REQUIRED ACTION A: In the stored records listing, start at the first line and stop after the line containing "box: [260, 165, 301, 181]". Switch every "clicks" in those lines to "points", change nothing else, and give back only those lines.

READING PASSAGE:

· · · ·

This leaves the ints nested
[map(int, x) for x in values]
If you want them flattened, that's not hard either
for Python3 map() returns an iterator. You could use
[list(map(int, x)) for x in values]
but you may prefer to use the nested LC's in that case
[[int(y) for y in x] for x in values]
How about:
>>> a = [['1','2','3'],['4','5','6'],['7','8','9']]
>>> [[int(j) for j in i] for i in a]
[[1, 2, 3], [4, 5, 6], [7, 8, 9]]
Another workaround
a = [[1, 2, 3], [7, 8, 6]]
list(map(lambda i: list(map(lambda j: j - 1, i)), a))
[[0, 1, 2], [6, 7, 5]] #output
You simply use incorrect order and parenthesis - should be:
inputVals = [['1','2','3'], ['3','3','2','2']]
[int(x) for row in inputVals for x in row]
Or if you need list of list at the output then:
map(lambda row: map(int, row), inputVals)
an ugly way is to use evalf:
>>> eval(str(a).replace("'",""))
[[1, 2, 3], [4, 5, 6], [7, 8, 9]]
if you don't mind all your numbers in one array you could go:
>>> a = [['1','2','3'],['4','5','6'],['7','8','9']]
>>> map(int,sum(a,[]))
[1, 2, 3, 4, 5, 6, 7, 8, 9]
In order to map list with any number of dimensions you could use numpy.apply_over_axes
import numpy as np
np.apply_over_axes(lambda x,_:x*2, np.array([[1,2,3],[5,2,1]]),[0])

· · · ·

REQUIRED ACTION B: Quote the entire forum thread on turning nested lists of number strings into integers in Python, word for word.

Stored records:
· · · ·

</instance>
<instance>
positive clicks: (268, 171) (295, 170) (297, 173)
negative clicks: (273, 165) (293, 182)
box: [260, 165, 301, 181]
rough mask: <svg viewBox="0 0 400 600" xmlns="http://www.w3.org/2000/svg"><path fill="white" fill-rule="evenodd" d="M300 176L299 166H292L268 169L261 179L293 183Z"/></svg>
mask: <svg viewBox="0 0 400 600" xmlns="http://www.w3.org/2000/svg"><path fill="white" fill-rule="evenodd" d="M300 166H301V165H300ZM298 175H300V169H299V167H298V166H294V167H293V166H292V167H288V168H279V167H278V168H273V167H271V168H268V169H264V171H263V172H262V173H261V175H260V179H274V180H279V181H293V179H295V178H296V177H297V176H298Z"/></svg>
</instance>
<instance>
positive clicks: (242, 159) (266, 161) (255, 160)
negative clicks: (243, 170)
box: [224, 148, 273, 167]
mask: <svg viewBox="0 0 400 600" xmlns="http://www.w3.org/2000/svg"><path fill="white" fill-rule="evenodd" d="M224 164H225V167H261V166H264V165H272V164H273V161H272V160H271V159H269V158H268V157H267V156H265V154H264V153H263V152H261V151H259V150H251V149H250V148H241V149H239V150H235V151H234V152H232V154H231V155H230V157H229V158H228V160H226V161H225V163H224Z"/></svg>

· · · ·

RESPONSE BOX A:
</instance>
<instance>
positive points: (268, 171) (295, 170) (297, 173)
negative points: (273, 165) (293, 182)
box: [260, 165, 301, 181]

RESPONSE BOX B:
This leaves the ints nested
[map(int, x) for x in values]
If you want them flattened, that's not hard either
for Python3 map() returns an iterator. You could use
[list(map(int, x)) for x in values]
but you may prefer to use the nested LC's in that case
[[int(y) for y in x] for x in values]
How about:
>>> a = [['1','2','3'],['4','5','6'],['7','8','9']]
>>> [[int(j) for j in i] for i in a]
[[1, 2, 3], [4, 5, 6], [7, 8, 9]]
Another workaround
a = [[1, 2, 3], [7, 8, 6]]
list(map(lambda i: list(map(lambda j: j - 1, i)), a))
[[0, 1, 2], [6, 7, 5]] #output
You simply use incorrect order and parenthesis - should be:
inputVals = [['1','2','3'], ['3','3','2','2']]
[int(x) for row in inputVals for x in row]
Or if you need list of list at the output then:
map(lambda row: map(int, row), inputVals)
an ugly way is to use evalf:
>>> eval(str(a).replace("'",""))
[[1, 2, 3], [4, 5, 6], [7, 8, 9]]
if you don't mind all your numbers in one array you could go:
>>> a = [['1','2','3'],['4','5','6'],['7','8','9']]
>>> map(int,sum(a,[]))
[1, 2, 3, 4, 5, 6, 7, 8, 9]
In order to map list with any number of dimensions you could use numpy.apply_over_axes
import numpy as np
np.apply_over_axes(lambda x,_:x*2, np.array([[1,2,3],[5,2,1]]),[0])